Texto de lectura ▸
****************
Creedme, de todas las profesiones improductivas posibles, de todos los admirables oficios incompatibles con la prisa, la comezón pragmática y las ansias del siglo, de cuantas actividades espurias hay a las que dedicarse de entre aquellas que no se enseñan en las escuelas de negocio, la de detective de libros, la de discreto buscador de tesoros y retazos de otras vidas en bibliotecas perdidas y librerías preteridas es, de cierto, la más nutritiva y remuneradora que conozco, aunque no nos ganemos la vida con ello.
Alcanzado ese estado -falaz- de aparente equilibrio entre las coordenadas del espacio-tiempo que rige cualquier proyecto de biblioteca personal (espacio para alojarla, tiempo para leerla), hay una secuencia histórica que se repite en la vida del bibliógrafo y que, una vez se sigue, lo convierte a uno, irremediablemente, en un inspector de estantes alimentados con los despojos y naufragios editoriales, en un fino rastreador de semblanzas personales construidas alrededor de las peripecias del libro y las andanzas vitales de quienes los poseyeron antes que nosotros.
Tirar del hilo, toparse con una señal palpitante, con un indicio concluyente; dar con una pista certera, con un rastro sensato, con la clave del enigma y la excusa que nos lleva otra vez a caer -ay- en la tentación de ensanchar los confines de la biblioteca propia, perdida ya la batalla formal del ahorro frente a los aguijones de la prodigalidad, descontada, acaso, nuestra cuota de gloria y el ansia de posteridad en las inercias de las interminables jornadas en la oficina del catastro de rústica, en la minería de bitcoins, en los tremedales de la política, en el juzgado o enredados entre los arcanos de la administración de fincas.
Entrar en una librería de viejo, poner a trabajar el algoritmo pretérito de la experiencia y la intuición, la combinación infinita de opciones adquirida entre los centenares de lomos y portadas sobre los que nuestros dedos y nuestra vista se mueven con la soltura del cirujano, asomarse a un sendero de letras que conduce a la sombra, al silencio y al polvo de los anaqueles, a la emoción y la devoción rebosante que otros sintieron antes que nosotros al encontrar y adquirir el más extraordinario de los objetos, el libro que uno busca, con su credo, sus vidas, con su orteguiana circunstancia.
****************
Datos guardados ▸
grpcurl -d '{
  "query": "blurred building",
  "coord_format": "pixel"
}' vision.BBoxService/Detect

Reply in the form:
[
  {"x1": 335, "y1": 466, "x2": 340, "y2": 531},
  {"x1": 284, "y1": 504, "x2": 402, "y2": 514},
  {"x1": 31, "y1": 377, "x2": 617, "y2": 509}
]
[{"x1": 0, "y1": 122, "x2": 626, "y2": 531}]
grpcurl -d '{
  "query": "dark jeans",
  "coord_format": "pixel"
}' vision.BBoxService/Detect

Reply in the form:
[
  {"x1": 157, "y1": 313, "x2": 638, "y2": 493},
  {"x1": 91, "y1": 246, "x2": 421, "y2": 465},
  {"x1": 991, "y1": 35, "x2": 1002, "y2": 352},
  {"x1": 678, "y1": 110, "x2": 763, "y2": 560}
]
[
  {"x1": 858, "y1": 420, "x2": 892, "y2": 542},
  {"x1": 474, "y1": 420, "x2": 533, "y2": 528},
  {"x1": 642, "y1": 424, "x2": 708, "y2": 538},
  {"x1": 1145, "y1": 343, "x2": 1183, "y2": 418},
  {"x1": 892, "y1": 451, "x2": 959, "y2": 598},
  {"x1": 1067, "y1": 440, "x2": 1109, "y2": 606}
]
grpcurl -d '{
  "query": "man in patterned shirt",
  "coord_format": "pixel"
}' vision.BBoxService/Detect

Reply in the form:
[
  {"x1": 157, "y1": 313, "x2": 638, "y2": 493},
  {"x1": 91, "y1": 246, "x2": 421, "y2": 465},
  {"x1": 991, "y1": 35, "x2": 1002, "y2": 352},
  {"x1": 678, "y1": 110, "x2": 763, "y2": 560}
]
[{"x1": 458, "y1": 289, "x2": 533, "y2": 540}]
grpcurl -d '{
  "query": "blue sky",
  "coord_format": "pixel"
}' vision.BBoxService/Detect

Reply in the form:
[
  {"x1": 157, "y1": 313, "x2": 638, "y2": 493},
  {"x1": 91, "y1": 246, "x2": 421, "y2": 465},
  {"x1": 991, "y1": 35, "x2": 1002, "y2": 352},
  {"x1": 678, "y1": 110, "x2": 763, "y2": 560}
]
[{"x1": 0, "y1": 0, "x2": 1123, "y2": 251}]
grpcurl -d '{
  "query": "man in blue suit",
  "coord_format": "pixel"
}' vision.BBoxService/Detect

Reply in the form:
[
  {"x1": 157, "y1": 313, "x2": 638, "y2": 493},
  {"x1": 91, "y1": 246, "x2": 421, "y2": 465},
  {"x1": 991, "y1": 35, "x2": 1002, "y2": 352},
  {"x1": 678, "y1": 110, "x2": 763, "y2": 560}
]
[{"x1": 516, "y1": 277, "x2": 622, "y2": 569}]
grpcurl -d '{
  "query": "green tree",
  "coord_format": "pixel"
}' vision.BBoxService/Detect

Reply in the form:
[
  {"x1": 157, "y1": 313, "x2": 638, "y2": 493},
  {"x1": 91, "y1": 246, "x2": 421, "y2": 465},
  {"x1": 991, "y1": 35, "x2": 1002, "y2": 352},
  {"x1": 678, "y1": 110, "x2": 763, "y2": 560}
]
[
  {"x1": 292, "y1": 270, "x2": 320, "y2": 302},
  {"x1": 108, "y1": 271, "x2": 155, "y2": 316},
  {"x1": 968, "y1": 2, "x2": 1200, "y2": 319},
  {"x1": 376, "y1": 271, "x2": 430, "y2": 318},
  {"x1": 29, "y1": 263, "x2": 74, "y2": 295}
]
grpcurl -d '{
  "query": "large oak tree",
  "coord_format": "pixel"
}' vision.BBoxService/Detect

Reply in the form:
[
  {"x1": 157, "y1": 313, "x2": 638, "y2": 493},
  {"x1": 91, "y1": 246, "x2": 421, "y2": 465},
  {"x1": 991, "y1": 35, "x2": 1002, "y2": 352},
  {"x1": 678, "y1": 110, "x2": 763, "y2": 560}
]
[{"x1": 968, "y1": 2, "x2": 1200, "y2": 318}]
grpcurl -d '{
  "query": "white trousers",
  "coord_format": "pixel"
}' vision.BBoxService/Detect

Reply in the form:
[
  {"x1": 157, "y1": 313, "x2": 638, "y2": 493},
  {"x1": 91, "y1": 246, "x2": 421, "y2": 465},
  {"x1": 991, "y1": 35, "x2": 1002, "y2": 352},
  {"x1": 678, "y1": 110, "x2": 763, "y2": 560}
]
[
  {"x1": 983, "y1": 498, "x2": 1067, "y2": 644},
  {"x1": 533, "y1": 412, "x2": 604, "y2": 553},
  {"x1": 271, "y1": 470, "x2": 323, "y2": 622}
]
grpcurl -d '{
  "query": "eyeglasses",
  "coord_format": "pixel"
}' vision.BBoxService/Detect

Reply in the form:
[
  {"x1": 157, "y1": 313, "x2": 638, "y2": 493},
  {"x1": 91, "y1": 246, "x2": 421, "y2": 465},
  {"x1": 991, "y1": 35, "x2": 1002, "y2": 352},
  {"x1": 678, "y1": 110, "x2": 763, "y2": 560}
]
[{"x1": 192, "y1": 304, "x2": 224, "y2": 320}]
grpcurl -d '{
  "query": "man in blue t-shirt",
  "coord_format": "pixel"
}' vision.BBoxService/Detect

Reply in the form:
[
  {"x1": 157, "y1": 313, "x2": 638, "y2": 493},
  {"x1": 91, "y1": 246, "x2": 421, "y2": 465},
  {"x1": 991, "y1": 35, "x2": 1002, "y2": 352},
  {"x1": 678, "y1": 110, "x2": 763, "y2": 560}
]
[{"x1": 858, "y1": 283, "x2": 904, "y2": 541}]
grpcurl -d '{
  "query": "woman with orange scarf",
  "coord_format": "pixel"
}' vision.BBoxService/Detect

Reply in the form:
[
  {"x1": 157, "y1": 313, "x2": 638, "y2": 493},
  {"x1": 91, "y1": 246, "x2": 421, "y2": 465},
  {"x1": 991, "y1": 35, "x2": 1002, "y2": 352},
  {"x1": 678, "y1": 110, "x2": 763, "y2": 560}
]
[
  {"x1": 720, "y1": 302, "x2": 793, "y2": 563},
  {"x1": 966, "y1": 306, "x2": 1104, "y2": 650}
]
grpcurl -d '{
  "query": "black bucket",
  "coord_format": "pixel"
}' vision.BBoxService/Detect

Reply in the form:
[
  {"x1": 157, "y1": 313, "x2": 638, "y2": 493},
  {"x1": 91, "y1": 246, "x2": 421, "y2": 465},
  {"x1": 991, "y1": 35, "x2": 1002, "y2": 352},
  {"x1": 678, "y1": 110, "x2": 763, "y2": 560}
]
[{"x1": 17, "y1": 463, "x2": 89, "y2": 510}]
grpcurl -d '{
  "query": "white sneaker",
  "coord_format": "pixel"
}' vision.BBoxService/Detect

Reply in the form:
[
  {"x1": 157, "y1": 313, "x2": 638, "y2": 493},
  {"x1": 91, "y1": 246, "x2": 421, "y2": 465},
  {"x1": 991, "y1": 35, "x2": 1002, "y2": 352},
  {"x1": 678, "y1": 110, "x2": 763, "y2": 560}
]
****************
Tareas escritas ▸
1. Enumera todos los ámbitos que el texto sobre los detectives de libros cita al hablar de «las interminables jornadas».
2. Copia del texto sobre los detectives de libros el fragmento que va desde "Tirar del hilo, toparse" hasta "administración de fincas.", ambos incluidos.
El material no hace falta para resolver nada de esto.

Respuestas ▸
1.
- la oficina del catastro de rústica
- la minería de bitcoins
- los tremedales de la política
- el juzgado
- los arcanos de la administración de fincas

2.
Tirar del hilo, toparse con una señal palpitante, con un indicio concluyente; dar con una pista certera, con un rastro sensato, con la clave del enigma y la excusa que nos lleva otra vez a caer -ay- en la tentación de ensanchar los confines de la biblioteca propia, perdida ya la batalla formal del ahorro frente a los aguijones de la prodigalidad, descontada, acaso, nuestra cuota de gloria y el ansia de posteridad en las inercias de las interminables jornadas en la oficina del catastro de rústica, en la minería de bitcoins, en los tremedales de la política, en el juzgado o enredados entre los arcanos de la administración de fincas.